SOURCE EXCERPT:
>>>

Evaluating school and peer protective factors in the effects of interparental conflict on adolescent threat appraisals and self-efficacy.

Author information

1
Human Development and Family Studies, The Pennsylvania State University, USA; Prevention Research Center, The Pennsylvania State University, USA. Electronic address: dwm23@psu.edu.
2
Human Development and Family Studies, The University of Alabama, USA.
3
Prevention Research Center, The Pennsylvania State University, USA.
4
Human Development and Family Studies, The Pennsylvania State University, USA; Prevention Research Center, The Pennsylvania State University, USA.

Abstract

INTRODUCTION:

Recent work has sought to understand how family-specific risk, such as exposure to interparental conflict, may generalize to developmentally-salient processes in adolescence. A cascade model has been identified in which conflict-specific threat appraisals may erode adolescents' self-efficacy over time, and in turn, undermine their psychological well-being. The goal of this study was to integrate success in the school and peer contexts as potential contextual protective factors that may mitigate the effects of interparental conflict on self-efficacy.

METHODS:

We tested the additive and interactive effects of success in school and peer contexts on adolescent self-efficacy to better understand these ecological contextual factors for a family risk model. Analyses were conducted using structural equation modeling with a sample of 768 two-parent U.S. families across three measurement occasions. Interparental conflict, threat appraisals, self-efficacy, and school success and peer support were measured using multiple, established scales.

<<<

SET TASK 1: Show every line of the records below that contains the word "bottom".

PROVIDED ENTRIES:
>>>

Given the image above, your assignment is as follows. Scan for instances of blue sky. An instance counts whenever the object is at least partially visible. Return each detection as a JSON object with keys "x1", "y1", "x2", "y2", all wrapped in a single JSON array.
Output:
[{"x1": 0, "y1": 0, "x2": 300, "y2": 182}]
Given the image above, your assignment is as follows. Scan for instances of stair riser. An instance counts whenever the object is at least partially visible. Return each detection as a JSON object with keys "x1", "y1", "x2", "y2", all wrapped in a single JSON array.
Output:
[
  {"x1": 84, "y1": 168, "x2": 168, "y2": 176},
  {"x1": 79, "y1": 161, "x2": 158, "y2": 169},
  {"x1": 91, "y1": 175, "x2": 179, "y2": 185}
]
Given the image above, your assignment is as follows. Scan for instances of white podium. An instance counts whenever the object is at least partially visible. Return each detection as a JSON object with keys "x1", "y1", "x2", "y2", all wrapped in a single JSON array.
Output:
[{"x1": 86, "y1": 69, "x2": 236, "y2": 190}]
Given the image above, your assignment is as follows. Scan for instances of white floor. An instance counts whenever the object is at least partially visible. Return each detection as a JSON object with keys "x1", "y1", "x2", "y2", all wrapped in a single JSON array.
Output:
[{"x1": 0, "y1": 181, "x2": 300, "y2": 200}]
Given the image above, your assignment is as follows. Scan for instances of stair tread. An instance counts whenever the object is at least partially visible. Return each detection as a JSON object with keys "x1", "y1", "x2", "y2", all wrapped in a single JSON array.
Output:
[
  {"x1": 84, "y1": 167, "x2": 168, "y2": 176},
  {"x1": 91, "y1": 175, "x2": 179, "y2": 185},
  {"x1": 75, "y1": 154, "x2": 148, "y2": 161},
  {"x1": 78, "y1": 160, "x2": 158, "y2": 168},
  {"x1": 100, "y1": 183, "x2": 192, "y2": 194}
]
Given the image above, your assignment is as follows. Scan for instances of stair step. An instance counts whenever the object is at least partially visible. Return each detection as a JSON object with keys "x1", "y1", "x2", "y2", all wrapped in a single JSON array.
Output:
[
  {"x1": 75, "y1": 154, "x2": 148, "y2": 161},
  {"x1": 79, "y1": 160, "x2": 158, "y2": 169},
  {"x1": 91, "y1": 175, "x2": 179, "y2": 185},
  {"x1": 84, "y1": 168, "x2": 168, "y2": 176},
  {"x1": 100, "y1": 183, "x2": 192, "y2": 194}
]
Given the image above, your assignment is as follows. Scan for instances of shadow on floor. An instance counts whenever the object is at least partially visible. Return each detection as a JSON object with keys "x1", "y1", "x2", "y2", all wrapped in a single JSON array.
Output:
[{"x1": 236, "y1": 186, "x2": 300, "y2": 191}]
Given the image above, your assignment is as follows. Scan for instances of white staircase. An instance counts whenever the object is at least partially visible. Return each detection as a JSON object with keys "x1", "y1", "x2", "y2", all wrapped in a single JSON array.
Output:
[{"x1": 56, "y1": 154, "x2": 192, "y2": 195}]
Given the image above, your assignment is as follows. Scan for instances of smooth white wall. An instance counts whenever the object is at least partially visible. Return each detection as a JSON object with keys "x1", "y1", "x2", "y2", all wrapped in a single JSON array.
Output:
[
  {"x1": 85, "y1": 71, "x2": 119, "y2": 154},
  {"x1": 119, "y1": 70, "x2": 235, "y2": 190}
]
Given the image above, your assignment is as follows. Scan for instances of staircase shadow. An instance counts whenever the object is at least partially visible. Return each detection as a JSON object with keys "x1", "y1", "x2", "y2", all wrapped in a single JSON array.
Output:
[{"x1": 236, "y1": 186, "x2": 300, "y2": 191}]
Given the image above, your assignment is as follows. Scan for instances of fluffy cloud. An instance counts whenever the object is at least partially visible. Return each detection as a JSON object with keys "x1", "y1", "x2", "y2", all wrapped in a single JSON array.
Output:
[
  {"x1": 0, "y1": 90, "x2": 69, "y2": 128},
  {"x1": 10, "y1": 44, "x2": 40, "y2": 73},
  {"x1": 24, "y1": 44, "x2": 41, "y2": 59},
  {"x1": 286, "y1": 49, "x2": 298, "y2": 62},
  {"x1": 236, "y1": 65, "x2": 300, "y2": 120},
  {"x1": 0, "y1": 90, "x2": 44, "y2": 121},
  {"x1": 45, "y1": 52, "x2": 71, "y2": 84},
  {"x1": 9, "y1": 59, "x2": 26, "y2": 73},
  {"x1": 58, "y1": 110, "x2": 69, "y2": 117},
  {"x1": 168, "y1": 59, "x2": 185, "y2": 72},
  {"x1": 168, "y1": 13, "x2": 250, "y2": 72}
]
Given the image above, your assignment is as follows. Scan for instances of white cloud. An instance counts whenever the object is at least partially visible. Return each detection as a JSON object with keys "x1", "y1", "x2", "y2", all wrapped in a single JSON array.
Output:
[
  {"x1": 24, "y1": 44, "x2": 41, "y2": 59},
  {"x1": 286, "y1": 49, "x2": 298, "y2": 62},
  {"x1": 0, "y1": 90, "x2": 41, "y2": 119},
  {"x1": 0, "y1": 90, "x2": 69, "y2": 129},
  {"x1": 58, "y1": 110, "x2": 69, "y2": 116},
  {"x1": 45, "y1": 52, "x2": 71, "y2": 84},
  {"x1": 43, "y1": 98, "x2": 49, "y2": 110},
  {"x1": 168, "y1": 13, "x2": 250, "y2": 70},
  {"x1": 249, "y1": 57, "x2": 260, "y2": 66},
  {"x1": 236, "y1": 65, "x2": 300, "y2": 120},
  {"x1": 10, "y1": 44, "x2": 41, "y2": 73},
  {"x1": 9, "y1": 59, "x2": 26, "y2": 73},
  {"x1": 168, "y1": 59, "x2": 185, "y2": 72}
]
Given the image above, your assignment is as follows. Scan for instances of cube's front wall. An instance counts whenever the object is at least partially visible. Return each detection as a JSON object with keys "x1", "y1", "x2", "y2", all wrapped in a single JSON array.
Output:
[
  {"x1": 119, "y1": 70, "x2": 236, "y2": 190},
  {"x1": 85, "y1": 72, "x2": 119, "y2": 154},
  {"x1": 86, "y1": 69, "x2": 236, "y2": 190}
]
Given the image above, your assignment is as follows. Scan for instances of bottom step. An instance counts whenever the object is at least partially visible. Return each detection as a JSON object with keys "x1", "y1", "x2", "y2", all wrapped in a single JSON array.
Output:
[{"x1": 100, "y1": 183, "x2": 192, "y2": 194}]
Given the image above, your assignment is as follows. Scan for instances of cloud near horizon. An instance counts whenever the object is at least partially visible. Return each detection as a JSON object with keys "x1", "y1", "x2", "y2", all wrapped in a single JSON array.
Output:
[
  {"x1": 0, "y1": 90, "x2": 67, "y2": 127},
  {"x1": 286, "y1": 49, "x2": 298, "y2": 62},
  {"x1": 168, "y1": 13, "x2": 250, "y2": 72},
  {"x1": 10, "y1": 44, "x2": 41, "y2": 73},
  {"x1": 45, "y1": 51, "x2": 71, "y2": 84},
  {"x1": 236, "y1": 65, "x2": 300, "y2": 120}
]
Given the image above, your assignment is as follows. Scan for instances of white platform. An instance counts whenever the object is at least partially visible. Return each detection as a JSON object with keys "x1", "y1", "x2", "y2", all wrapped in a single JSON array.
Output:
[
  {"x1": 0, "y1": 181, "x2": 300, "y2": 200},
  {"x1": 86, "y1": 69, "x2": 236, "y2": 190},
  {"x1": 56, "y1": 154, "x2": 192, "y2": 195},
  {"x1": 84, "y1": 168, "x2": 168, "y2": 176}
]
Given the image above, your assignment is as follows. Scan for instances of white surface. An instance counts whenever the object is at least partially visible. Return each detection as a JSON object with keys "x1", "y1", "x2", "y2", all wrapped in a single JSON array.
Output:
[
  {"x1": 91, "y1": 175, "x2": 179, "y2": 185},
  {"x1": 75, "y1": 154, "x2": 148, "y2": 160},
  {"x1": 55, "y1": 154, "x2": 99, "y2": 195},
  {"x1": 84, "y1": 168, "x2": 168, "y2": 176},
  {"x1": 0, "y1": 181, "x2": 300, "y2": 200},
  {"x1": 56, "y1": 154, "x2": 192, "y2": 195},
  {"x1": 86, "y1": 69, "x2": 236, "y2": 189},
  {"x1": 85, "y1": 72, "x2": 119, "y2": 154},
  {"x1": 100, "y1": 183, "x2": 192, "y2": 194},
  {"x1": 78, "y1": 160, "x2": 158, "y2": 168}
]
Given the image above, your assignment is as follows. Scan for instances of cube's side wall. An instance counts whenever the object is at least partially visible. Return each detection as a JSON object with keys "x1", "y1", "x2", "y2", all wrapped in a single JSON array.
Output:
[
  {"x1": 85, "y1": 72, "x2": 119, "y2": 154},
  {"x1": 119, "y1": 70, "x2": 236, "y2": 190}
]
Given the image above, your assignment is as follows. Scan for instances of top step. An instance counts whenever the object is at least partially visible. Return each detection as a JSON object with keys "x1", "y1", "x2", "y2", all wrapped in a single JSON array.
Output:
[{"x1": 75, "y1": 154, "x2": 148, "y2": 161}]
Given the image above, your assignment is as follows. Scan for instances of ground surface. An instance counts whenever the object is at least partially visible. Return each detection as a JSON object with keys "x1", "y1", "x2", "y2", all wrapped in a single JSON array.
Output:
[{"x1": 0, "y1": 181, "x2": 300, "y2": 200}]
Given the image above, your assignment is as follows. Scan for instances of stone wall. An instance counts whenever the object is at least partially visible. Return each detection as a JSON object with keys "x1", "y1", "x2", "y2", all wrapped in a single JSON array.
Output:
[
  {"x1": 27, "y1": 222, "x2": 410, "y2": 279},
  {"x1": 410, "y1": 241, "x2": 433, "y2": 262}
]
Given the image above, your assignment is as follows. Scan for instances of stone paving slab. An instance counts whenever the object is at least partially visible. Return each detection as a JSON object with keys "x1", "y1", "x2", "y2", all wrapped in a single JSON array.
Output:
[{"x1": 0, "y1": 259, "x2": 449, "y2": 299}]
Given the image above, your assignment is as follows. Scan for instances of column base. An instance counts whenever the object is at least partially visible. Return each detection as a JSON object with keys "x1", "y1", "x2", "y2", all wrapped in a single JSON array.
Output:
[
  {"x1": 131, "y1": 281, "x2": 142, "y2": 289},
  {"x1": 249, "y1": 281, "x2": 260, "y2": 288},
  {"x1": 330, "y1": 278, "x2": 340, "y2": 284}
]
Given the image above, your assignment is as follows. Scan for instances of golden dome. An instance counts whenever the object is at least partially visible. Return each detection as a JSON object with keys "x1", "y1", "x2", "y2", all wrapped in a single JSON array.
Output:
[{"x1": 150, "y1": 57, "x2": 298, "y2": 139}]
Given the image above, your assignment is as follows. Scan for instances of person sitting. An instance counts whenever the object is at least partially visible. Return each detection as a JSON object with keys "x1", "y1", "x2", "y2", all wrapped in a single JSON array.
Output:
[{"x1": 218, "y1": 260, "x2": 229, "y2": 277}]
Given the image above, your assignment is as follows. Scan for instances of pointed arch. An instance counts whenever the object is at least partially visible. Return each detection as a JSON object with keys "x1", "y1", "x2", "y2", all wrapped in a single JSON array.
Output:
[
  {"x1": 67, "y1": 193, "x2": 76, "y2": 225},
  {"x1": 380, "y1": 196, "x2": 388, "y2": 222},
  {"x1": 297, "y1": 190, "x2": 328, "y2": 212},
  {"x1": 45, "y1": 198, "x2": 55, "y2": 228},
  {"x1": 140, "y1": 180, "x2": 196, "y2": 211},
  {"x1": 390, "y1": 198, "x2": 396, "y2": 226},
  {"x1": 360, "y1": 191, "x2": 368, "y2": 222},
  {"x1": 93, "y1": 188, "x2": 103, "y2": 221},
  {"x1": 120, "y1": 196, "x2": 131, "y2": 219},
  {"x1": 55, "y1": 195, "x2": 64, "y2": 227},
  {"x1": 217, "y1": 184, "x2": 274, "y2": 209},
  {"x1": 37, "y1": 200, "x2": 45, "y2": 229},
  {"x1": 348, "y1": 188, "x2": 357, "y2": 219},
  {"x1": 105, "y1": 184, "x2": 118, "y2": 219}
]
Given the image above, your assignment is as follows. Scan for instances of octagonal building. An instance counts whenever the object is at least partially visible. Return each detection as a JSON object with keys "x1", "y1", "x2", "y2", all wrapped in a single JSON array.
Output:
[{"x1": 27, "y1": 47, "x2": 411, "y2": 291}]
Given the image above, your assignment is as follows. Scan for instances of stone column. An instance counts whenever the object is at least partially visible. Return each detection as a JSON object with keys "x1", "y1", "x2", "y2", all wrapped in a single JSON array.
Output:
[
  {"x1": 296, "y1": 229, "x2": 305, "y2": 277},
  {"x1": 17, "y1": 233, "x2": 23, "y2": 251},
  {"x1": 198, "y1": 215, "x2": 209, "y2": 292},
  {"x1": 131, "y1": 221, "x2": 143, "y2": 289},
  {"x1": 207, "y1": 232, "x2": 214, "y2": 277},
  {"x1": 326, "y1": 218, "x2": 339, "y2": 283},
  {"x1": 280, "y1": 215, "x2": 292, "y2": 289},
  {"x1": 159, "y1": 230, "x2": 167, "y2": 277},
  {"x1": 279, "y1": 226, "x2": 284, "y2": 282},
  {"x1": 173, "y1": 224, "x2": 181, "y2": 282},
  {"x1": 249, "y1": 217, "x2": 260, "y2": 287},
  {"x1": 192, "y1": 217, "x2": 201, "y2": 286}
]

<<<

SET TASK 2: According to the study excerpt above, which constructs were measured using multiple, established scales? List each one separately.

RESULT 1:
Given the image above, your assignment is as follows. Scan for instances of bottom step. An instance counts whenever the object is at least partially visible. Return each detection as a JSON object with keys "x1", "y1", "x2", "y2", all wrapped in a single JSON array.

RESULT 2:
- Interparental conflict
- Threat appraisals
- Self-efficacy
- School success
- Peer support